Okulun bitmesine az kaldı, mezuniyet zamanı benim işlerim artıyor. Birde yeni kayıt dönemi başımı kaşıyacak vaktim olmuyor. Keşke bende öğrenci olsaydım, dersten çıkıp derse girseydim, ödev final sunum üçgeninde yaşasaydım. Yaz tatili geliyor diye sevinseydim. Ama ben onları çok uzun zaman önce kaybettim, şimdi başka şeylerin peşinden koşuyorum, hayatın acımasızlığını yaşıyorum, güvenli arkadaş ortamından vahşi iş yaşamının tadına varıyorum. Eğiliyorum ama kırılmıyorum. Boş vermeyi, insanlara gereksiz yere değer vermemeyi öğreniyorum, hata yapıp hatalarımdan ders alıyorum, daha önce yapmam gereken ama yapmadığım, hayatımdan bazı insanları çıkarıyorum.
 
Dün bir yazı okudum gazetede, insanlar acılarının verdiği etkiyle kendileri için birşeyler yapıyorlar, örnek olarak saçlarını kestirmek, spora başlamak  gibi. Neden acıdan dolayı yapmaya başlanmalıki, insan kendisi için mutlu olmak için yapmalı. Bunun üzerine düşündüm, haklı... Sonra dedimki sen kendin için ne yaptın? Bireysel farkındalık önemli.
 
İşten çıkmama dakikalar kalmışken şu an bana mutluluk veren pazartesi iş gününün sonuna gelmek. 1'i gitti kaldı 4'ü.

Veri alıntıları:
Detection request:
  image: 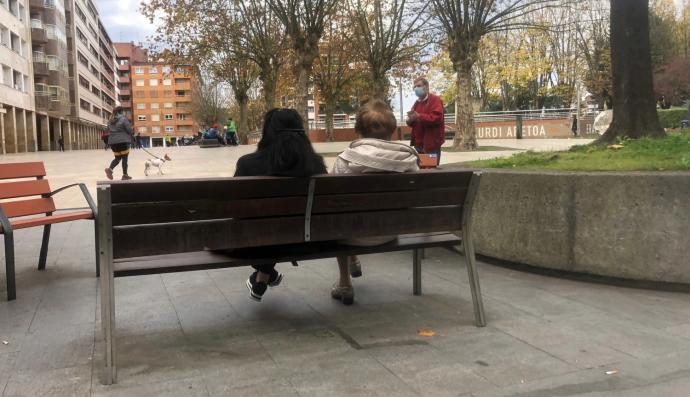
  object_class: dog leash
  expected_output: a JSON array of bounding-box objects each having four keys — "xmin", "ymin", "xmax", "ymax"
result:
[{"xmin": 140, "ymin": 146, "xmax": 163, "ymax": 160}]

Yapılacak iş: Kaynak metnin yazarı başını kaşıyacak vakti olmadığını söylüyor. Metne göre yazarın bu dönemde işlerinin yoğunlaşmasının nedenlerini açıklayın.

Yanıt: Okulun bitmesine az kaldığı için mezuniyet zamanı geliyor ve yazarın işleri artıyor. Buna yeni kayıt dönemi de ekleniyor.